Goal of the exercise → All of the data that follows should be written out exactly.

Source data
[Start of section]

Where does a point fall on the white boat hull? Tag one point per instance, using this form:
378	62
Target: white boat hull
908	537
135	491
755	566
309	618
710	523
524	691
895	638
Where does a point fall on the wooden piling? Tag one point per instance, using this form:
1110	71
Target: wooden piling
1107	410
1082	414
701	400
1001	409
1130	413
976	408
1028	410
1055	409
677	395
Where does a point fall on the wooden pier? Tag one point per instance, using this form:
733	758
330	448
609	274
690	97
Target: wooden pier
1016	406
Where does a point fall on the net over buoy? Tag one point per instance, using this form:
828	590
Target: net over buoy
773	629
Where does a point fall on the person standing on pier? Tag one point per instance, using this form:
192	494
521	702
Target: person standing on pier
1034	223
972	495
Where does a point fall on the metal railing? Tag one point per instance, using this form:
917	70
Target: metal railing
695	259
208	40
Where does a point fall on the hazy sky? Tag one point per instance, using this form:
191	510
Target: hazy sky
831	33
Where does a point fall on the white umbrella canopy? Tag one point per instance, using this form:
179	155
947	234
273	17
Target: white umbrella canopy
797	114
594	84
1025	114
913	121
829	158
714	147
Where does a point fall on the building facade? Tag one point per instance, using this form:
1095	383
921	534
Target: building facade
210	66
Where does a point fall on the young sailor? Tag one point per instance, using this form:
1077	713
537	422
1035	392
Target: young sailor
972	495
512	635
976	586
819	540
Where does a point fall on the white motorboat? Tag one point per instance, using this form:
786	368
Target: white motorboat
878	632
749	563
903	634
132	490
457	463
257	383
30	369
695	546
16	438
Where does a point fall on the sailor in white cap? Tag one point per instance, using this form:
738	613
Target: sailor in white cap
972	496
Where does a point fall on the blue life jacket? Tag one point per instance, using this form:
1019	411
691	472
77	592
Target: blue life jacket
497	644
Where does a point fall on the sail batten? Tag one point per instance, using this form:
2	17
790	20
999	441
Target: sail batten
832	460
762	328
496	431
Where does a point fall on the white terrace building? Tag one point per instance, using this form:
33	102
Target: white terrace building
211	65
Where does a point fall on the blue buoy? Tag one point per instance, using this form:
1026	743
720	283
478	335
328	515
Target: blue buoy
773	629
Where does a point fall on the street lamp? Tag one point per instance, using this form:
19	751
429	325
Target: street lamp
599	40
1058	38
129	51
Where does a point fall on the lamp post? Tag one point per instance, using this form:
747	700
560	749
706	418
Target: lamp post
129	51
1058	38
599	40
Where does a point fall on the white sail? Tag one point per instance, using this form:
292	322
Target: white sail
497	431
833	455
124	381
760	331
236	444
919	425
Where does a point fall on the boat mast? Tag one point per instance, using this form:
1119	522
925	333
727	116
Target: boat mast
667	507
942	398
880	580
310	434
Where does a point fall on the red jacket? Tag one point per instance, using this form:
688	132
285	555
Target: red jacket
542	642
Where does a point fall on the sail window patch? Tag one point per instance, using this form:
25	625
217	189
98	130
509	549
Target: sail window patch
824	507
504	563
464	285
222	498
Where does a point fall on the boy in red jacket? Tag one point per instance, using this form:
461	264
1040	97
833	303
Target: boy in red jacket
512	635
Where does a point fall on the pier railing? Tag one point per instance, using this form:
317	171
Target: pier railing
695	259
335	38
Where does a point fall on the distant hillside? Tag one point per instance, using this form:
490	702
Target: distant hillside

[End of section]

Solution to this task →
Where does a point fall on the white boat hull? Tag one point per instance, using this form:
378	62
Target: white boat hull
908	537
135	491
755	566
309	618
710	523
524	691
895	638
Where does a point fall on the wooden piling? Tag one point per instance, using this form:
1110	71
Target: wooden piling
1107	410
1082	414
701	400
1001	409
1130	413
976	408
1028	410
1055	409
677	395
Where does a point fall on the wooden pier? Tag one point per instance, using this form:
733	758
330	448
609	274
690	97
Target: wooden pier
1016	406
Where does a point fall on the net over buoy? Tag one point per instance, using this form:
828	590
Target: net over buoy
773	629
Where does a point fall on the person standing on pier? Tag one point per instance, using this form:
192	494
521	702
Target: person standing on pier
1034	223
972	495
Where does a point fall on the metal railing? Tag one point per instance, using this form:
917	70
Target: metal railing
695	259
208	40
Where does a point fall on the hazy sky? Tag one point per instance, using this form:
191	510
Target: hazy sky
831	33
Where does a point fall on the white umbrella canopy? Tag one point per instance, using this form:
179	155
947	234
273	17
Target: white umbrella canopy
797	114
594	84
1025	114
913	121
829	158
714	147
Where does a point fall on the building facade? Tag one point per instance, using this form:
1095	383
921	534
Target: building facade
210	66
Where does a point fall on the young sailor? Tag one point per instance, using this form:
1077	713
537	422
1035	392
Target: young sailor
972	495
512	635
976	586
819	540
Where does a point fall on the white motorboat? Tag one point per instance, using this form:
786	368
Target: white motorboat
878	632
749	563
903	634
132	490
457	463
257	383
30	369
695	546
16	438
Where does a point fall on the sailor in white cap? Tag one point per instance, using this form:
738	613
Target: sailor in white cap
972	496
Where does a point fall on the blue life jacket? Tag one point per instance, using this form:
1019	411
691	472
77	592
Target: blue life jacket
497	644
Where does a point fall on the sail batten? Tag one point per instance, using this form:
2	17
790	20
999	441
Target: sail batten
832	460
762	328
496	431
Where does a point fall on the white terrace building? Tag one point per instance, using this form:
33	102
Target: white terrace building
211	65
Where does a point fall on the blue buoy? Tag one point per instance, using this form:
1026	743
720	283
478	335
328	515
Target: blue buoy
773	629
Where does a point fall on the street lamp? Tag one point per instance, using this form:
19	751
429	325
Target: street lamp
599	40
1058	38
129	51
Where does a point fall on the lamp post? Tag one point per instance, using this form:
747	700
560	749
706	418
Target: lamp post
129	51
1058	38
599	40
Where does a point fall on the white sail? Tag one point per instance, using this form:
292	322
Target: white sail
497	431
833	455
124	381
760	331
236	444
919	425
Where does a point fall on the boat mast? Tag one point per instance, using this form:
1119	522
925	333
727	116
Target: boat mast
667	507
942	398
880	580
310	434
Where does a point fall on the red jacket? Tag one point per instance, using this form:
688	132
285	555
Target: red jacket
542	642
Where does a point fall on the sail window patch? Tag one point per instance, using this form:
25	625
217	189
98	130
509	549
Target: sail window patch
824	507
504	563
464	285
222	498
Where does a point fall on the boy in red jacket? Tag one point per instance, using this form:
461	264
1040	97
833	303
Target: boy in red jacket
512	635
Where does a point fall on the pier railing? Tag one point per instance, using this form:
317	171
Target: pier railing
695	259
335	38
Where does a point fall on the distant hillside? Tag one point per instance, using this form:
490	702
Target: distant hillside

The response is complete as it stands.